▶ Directions for this task: Reproduce every line of the data below word for word, with nothing added, dropped, or changed.

▶ Dataset records:
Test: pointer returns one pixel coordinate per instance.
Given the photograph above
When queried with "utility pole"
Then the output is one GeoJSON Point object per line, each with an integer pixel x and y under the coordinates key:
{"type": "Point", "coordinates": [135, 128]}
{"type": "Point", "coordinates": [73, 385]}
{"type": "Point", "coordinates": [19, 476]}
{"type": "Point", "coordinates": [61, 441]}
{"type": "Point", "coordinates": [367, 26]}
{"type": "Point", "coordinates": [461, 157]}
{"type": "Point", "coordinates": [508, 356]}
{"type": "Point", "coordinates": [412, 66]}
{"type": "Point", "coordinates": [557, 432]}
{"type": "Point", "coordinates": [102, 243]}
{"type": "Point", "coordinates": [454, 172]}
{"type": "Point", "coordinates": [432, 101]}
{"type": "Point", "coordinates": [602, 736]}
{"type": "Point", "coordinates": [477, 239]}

▶ Written answer:
Test: pointer returns one pixel coordinate per instance.
Given the photograph above
When queried with "utility pole"
Then the output is one GeoJSON Point object per line, each with an integer pixel x and y under the coordinates key:
{"type": "Point", "coordinates": [135, 128]}
{"type": "Point", "coordinates": [73, 385]}
{"type": "Point", "coordinates": [19, 476]}
{"type": "Point", "coordinates": [61, 441]}
{"type": "Point", "coordinates": [367, 26]}
{"type": "Point", "coordinates": [461, 157]}
{"type": "Point", "coordinates": [508, 356]}
{"type": "Point", "coordinates": [412, 66]}
{"type": "Point", "coordinates": [557, 432]}
{"type": "Point", "coordinates": [102, 243]}
{"type": "Point", "coordinates": [454, 172]}
{"type": "Point", "coordinates": [432, 101]}
{"type": "Point", "coordinates": [602, 736]}
{"type": "Point", "coordinates": [477, 239]}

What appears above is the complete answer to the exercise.